| Excerpt to read |
--- BEGIN ---

Introduction

RubyBreaker is a dynamic type documentation tool written in pure Ruby. It provides the framework for dynamically instrumenting a Ruby program to monitor objects during executions and document the observed type information. In other words, RubyBreaker "breaks" Ruby code out of its obscurity and wildness (as in "code breaking" or "horse breaking") by auto-documenting type information. The type documentation generated by RubyBreaker is also an executable Ruby code that can be used as an input to subsequent analyses.

The primary goal of RubyBreaker is to assign a type signature to every method in selected modules and classes. A type signature is written in the RubyBreaker Type Annotation Language which resembles the documentation style used in Ruby API Doc. Manual code change is not required if used in Rakefile and is kept minimal if otherwise. Overall, this tool should help Ruby programmers document their code more rigorously and effectively.

Current limitations are:

Auto-documentation of block arguments (inherent)
Parametric polymorphic types
RDoc or YARD documentation support

To contribute to the project, visit RubyBreaker's GitHub page and RubyGems page. RubyBreaker RDoc can be found in here.

Requirements

Ruby 1.9.x and TreeTop 1.x

If the most recent Ruby 1.9 is installed on the computer, it will probably work. If TreeTop is not installed, use RubyGems or download from the following URL: TreeTop

Installation

It is as simple as running the following command:

$ gem install rubybreaker

Tutorial

This tutorial will describe the basic usage of the tool, the RubyBreaker Type Annotation Language, and the RubyBreaker Type System.

--- END ---

| Written request 1 |
Please render the listing as a numbered list, starting with the line that contains "Task: indicate the dirt" and going on through the last line of the listing, with blank lines left out.

| Extracted records |
--- BEGIN ---

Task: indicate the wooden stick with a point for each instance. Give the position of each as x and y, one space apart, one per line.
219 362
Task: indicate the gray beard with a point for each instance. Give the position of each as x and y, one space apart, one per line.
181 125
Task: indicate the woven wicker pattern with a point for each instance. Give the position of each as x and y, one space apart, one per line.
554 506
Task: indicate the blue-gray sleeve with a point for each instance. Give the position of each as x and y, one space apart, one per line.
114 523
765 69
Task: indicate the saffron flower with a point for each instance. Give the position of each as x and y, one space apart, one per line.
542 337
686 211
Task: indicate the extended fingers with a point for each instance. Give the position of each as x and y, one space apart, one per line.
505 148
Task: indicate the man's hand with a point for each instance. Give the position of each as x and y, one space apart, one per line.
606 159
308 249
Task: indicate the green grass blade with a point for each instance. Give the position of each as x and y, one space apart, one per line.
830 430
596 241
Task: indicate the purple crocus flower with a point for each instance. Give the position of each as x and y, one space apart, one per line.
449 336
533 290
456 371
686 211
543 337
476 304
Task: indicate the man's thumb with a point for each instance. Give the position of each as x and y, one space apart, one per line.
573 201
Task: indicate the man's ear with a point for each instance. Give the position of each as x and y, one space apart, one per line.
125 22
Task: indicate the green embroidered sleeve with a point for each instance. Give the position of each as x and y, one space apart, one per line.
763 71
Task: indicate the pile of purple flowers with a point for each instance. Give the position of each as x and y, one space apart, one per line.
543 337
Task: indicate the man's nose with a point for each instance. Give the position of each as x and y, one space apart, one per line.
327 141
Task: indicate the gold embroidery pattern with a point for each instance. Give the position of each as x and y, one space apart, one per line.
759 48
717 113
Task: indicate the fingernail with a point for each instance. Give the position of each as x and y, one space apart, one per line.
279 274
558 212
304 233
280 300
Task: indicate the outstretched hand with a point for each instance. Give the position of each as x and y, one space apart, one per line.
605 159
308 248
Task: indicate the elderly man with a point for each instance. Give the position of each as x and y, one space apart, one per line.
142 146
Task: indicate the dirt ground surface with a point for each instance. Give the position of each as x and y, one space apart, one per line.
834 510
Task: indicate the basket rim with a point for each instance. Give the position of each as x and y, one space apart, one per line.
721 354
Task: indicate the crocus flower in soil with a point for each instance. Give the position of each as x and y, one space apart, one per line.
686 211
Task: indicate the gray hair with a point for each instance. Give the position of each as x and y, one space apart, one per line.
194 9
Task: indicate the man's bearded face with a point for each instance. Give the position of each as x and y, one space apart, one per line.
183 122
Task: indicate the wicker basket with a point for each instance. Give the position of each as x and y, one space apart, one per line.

--- END ---

| Written request 2 |
What versions of Ruby and TreeTop does the RubyBreaker introduction list as requirements?

| Written solution 1 |
1. Task: indicate the dirt ground surface with a point for each instance. Give the position of each as x and y, one space apart, one per line.
2. 834 510
3. Task: indicate the basket rim with a point for each instance. Give the position of each as x and y, one space apart, one per line.
4. 721 354
5. Task: indicate the crocus flower in soil with a point for each instance. Give the position of each as x and y, one space apart, one per line.
6. 686 211
7. Task: indicate the gray hair with a point for each instance. Give the position of each as x and y, one space apart, one per line.
8. 194 9
9. Task: indicate the man's bearded face with a point for each instance. Give the position of each as x and y, one space apart, one per line.
10. 183 122
11. Task: indicate the wicker basket with a point for each instance. Give the position of each as x and y, one space apart, one per line.

| Written solution 2 |
Ruby 1.9.x and TreeTop 1.x.